>>>>>
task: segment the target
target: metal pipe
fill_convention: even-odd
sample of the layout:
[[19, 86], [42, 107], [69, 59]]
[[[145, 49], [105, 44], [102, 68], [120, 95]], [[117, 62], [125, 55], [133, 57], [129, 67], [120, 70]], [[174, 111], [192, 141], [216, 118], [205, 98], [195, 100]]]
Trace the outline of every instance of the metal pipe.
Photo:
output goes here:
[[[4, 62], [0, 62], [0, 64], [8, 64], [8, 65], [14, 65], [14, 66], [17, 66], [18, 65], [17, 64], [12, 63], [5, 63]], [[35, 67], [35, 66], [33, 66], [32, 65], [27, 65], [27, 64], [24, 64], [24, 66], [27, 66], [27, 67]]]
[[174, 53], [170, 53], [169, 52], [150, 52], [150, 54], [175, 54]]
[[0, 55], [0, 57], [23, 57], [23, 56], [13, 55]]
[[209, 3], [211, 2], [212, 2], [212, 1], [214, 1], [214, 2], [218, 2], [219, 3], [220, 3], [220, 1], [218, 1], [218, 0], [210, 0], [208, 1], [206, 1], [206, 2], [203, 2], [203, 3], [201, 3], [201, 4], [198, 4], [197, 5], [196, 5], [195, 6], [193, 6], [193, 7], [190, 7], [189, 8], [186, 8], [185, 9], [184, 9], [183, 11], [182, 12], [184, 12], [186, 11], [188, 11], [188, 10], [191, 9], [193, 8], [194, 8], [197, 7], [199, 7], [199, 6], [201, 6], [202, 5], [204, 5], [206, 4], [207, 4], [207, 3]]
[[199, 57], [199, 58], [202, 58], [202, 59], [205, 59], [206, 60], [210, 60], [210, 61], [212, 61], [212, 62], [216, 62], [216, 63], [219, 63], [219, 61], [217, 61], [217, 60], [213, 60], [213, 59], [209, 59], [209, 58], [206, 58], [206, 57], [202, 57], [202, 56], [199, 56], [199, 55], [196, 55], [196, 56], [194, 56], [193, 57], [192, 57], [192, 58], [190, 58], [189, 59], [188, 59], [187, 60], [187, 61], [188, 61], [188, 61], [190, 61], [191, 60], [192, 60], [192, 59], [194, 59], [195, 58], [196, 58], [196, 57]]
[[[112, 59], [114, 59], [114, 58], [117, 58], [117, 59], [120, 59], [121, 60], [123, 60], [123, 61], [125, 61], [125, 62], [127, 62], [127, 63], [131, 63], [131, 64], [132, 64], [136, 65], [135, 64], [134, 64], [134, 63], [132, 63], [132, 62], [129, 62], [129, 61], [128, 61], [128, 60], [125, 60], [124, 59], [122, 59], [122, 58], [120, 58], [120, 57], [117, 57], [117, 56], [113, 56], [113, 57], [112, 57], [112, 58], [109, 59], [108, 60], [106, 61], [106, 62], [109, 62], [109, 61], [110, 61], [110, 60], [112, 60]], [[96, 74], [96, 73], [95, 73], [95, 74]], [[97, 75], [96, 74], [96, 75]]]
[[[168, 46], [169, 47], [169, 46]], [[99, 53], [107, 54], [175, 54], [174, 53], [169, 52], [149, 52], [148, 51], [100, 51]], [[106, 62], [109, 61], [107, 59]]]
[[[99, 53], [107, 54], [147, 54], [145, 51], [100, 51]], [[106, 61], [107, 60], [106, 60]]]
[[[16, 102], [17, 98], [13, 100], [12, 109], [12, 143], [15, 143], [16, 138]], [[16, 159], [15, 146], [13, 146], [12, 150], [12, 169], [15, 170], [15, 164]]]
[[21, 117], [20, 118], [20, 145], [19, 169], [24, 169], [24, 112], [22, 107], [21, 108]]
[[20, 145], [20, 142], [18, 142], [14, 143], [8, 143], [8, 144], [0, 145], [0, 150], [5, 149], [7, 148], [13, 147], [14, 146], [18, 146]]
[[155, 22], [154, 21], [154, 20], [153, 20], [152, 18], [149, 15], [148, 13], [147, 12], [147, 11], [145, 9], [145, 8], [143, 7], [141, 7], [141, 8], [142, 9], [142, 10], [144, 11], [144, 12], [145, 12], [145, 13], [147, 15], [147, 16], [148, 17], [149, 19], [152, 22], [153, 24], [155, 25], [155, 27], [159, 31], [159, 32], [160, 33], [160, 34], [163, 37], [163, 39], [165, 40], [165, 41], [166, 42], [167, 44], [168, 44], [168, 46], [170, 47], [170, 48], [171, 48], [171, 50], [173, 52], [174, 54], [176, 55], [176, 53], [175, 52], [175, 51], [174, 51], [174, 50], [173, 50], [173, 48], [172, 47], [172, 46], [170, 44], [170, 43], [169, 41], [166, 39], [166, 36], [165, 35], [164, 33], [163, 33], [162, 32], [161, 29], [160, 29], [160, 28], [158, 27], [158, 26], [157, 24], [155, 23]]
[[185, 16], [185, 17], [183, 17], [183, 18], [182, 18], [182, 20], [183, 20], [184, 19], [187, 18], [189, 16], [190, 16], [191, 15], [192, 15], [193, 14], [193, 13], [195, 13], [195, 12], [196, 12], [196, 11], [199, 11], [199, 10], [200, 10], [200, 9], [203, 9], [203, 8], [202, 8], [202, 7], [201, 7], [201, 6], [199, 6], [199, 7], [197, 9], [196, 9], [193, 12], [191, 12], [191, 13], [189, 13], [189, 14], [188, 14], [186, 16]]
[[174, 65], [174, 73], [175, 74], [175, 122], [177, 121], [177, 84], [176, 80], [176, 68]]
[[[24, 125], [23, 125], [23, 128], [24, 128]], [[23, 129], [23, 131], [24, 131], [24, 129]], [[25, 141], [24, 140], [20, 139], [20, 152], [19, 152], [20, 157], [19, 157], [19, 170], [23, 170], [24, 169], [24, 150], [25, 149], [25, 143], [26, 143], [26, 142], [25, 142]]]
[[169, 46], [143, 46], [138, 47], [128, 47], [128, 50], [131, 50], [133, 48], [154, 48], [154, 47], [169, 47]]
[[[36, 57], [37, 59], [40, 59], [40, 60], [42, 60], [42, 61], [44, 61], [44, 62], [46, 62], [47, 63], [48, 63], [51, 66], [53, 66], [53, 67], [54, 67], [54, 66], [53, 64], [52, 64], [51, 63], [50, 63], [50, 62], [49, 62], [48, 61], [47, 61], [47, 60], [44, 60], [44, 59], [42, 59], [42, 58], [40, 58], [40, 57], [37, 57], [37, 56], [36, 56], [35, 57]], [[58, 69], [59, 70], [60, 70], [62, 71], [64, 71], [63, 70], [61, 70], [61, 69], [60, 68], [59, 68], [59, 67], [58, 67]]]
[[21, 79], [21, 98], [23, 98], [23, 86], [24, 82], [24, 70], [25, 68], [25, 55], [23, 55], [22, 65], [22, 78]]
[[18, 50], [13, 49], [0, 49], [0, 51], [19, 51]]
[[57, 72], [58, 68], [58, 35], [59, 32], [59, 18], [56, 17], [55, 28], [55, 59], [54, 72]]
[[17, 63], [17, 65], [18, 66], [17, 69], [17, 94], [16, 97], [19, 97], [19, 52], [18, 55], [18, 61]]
<<<<<
WHAT IS EXPECTED. Update the items above by changing every "metal pipe" to "metal rod" and leaving every other part of each line unchanged.

WRITTEN SOLUTION.
task: segment the target
target: metal rod
fill_convention: even-odd
sample of the layout:
[[19, 86], [42, 107], [69, 59]]
[[[145, 49], [105, 44], [102, 68], [120, 95]], [[117, 62], [125, 55], [133, 57], [129, 67], [120, 70]], [[174, 111], [192, 141], [216, 118], [205, 98], [195, 100]]]
Trace the outline of every instance of the metal rod.
Photo:
output goes here:
[[[4, 62], [0, 62], [0, 64], [8, 64], [8, 65], [14, 65], [14, 66], [17, 66], [18, 65], [17, 64], [12, 63], [5, 63]], [[35, 67], [35, 66], [33, 66], [32, 65], [27, 65], [27, 64], [24, 64], [24, 66], [27, 66], [27, 67]]]
[[174, 53], [170, 53], [169, 52], [150, 52], [150, 54], [175, 54]]
[[0, 55], [0, 57], [23, 57], [23, 56], [13, 55]]
[[209, 3], [211, 2], [212, 2], [212, 1], [214, 1], [214, 2], [218, 2], [219, 3], [220, 3], [220, 1], [218, 1], [218, 0], [210, 0], [208, 1], [206, 1], [206, 2], [203, 2], [203, 3], [201, 3], [201, 4], [198, 4], [197, 5], [196, 5], [195, 6], [193, 6], [193, 7], [190, 7], [189, 8], [186, 8], [185, 9], [184, 9], [183, 11], [182, 12], [184, 12], [186, 11], [188, 11], [188, 10], [191, 9], [193, 8], [194, 8], [197, 7], [199, 7], [199, 6], [201, 6], [202, 5], [204, 5], [206, 4], [207, 4], [207, 3]]
[[199, 57], [199, 58], [202, 58], [202, 59], [205, 59], [206, 60], [210, 60], [210, 61], [212, 61], [212, 62], [216, 62], [216, 63], [219, 63], [219, 61], [217, 61], [217, 60], [213, 60], [213, 59], [209, 59], [209, 58], [206, 58], [206, 57], [202, 57], [202, 56], [199, 56], [199, 55], [196, 55], [196, 56], [194, 56], [193, 57], [192, 57], [192, 58], [190, 58], [189, 59], [188, 59], [187, 60], [187, 61], [188, 61], [188, 61], [190, 61], [191, 60], [192, 60], [192, 59], [194, 59], [195, 58], [196, 58], [196, 57]]
[[[112, 59], [114, 59], [114, 58], [117, 58], [117, 59], [120, 59], [121, 60], [123, 60], [123, 61], [125, 61], [125, 62], [127, 62], [127, 63], [131, 63], [131, 64], [132, 64], [136, 65], [135, 64], [134, 64], [134, 63], [132, 63], [132, 62], [129, 62], [129, 61], [128, 61], [128, 60], [125, 60], [124, 59], [122, 59], [122, 58], [120, 58], [120, 57], [117, 57], [117, 56], [113, 56], [113, 57], [112, 57], [112, 58], [109, 59], [108, 60], [106, 61], [106, 62], [109, 62], [109, 61], [110, 61], [110, 60], [112, 60]], [[96, 74], [96, 73], [95, 73], [95, 74]], [[97, 75], [96, 74], [96, 75]]]
[[[168, 46], [169, 47], [169, 46]], [[99, 53], [107, 54], [175, 54], [174, 53], [169, 52], [149, 52], [148, 51], [100, 51]], [[106, 62], [109, 61], [107, 59]]]
[[[99, 53], [107, 54], [147, 54], [145, 51], [100, 51]], [[106, 61], [107, 60], [106, 60]]]
[[[16, 102], [17, 98], [13, 100], [12, 109], [12, 143], [15, 143], [16, 138]], [[16, 159], [15, 146], [13, 146], [12, 150], [12, 169], [15, 170], [15, 164]]]
[[21, 117], [20, 118], [20, 145], [19, 169], [24, 169], [24, 112], [22, 107], [21, 108]]
[[20, 145], [20, 142], [18, 142], [14, 143], [8, 143], [8, 144], [0, 145], [0, 150], [5, 149], [7, 148], [13, 147], [14, 146], [18, 146]]
[[155, 22], [154, 21], [154, 20], [153, 20], [152, 18], [149, 15], [148, 13], [147, 12], [147, 11], [145, 9], [145, 8], [143, 7], [141, 7], [141, 8], [142, 9], [142, 10], [144, 11], [144, 12], [145, 12], [145, 13], [147, 15], [147, 16], [148, 17], [149, 19], [152, 22], [153, 24], [155, 25], [155, 27], [159, 31], [159, 32], [160, 33], [160, 34], [163, 37], [163, 39], [165, 40], [165, 41], [166, 42], [167, 44], [168, 44], [168, 46], [170, 47], [170, 48], [171, 48], [171, 50], [173, 52], [174, 54], [176, 55], [176, 53], [175, 52], [175, 51], [174, 51], [174, 50], [173, 50], [173, 48], [172, 47], [172, 46], [170, 44], [170, 43], [169, 41], [166, 39], [166, 36], [165, 35], [164, 33], [163, 33], [162, 32], [161, 29], [160, 29], [160, 28], [158, 27], [158, 26], [157, 24], [155, 23]]
[[185, 16], [185, 17], [183, 17], [183, 18], [182, 18], [182, 20], [183, 20], [184, 19], [187, 18], [189, 16], [190, 16], [191, 15], [192, 15], [193, 14], [193, 13], [195, 13], [195, 12], [196, 12], [196, 11], [199, 11], [199, 10], [200, 10], [200, 9], [203, 9], [203, 8], [202, 8], [202, 7], [201, 7], [201, 6], [199, 6], [199, 7], [197, 9], [196, 9], [193, 12], [191, 12], [191, 13], [189, 13], [189, 14], [188, 14], [186, 16]]
[[174, 65], [174, 73], [175, 74], [175, 122], [177, 121], [177, 84], [176, 80], [176, 68]]
[[[24, 125], [23, 125], [23, 128], [24, 128]], [[23, 129], [23, 131], [24, 131], [24, 129]], [[25, 141], [24, 140], [20, 139], [20, 152], [19, 152], [20, 157], [19, 157], [19, 170], [23, 170], [24, 169], [24, 150], [25, 149], [25, 143], [26, 143], [26, 142], [25, 142]]]
[[169, 46], [143, 46], [138, 47], [128, 47], [128, 50], [131, 50], [133, 48], [154, 48], [154, 47], [169, 47]]
[[[36, 57], [37, 59], [40, 59], [40, 60], [42, 60], [42, 61], [44, 61], [44, 62], [46, 62], [47, 63], [48, 63], [51, 66], [53, 66], [53, 67], [54, 67], [54, 66], [53, 64], [52, 64], [51, 63], [50, 63], [50, 62], [49, 62], [48, 61], [47, 61], [47, 60], [44, 60], [44, 59], [42, 59], [42, 58], [40, 58], [40, 57], [37, 57], [37, 56], [36, 56], [35, 57]], [[58, 69], [59, 70], [60, 70], [62, 71], [64, 71], [63, 70], [61, 70], [61, 69], [60, 68], [59, 68], [59, 67], [58, 67]]]
[[21, 79], [21, 98], [23, 98], [23, 86], [24, 82], [24, 70], [25, 68], [25, 55], [23, 55], [22, 65], [22, 78]]
[[18, 50], [13, 49], [0, 49], [0, 51], [19, 51]]
[[57, 72], [58, 68], [58, 35], [59, 32], [59, 18], [56, 17], [55, 28], [55, 59], [54, 72]]
[[17, 63], [17, 65], [18, 66], [17, 69], [17, 94], [16, 97], [19, 97], [19, 52], [18, 55], [18, 61]]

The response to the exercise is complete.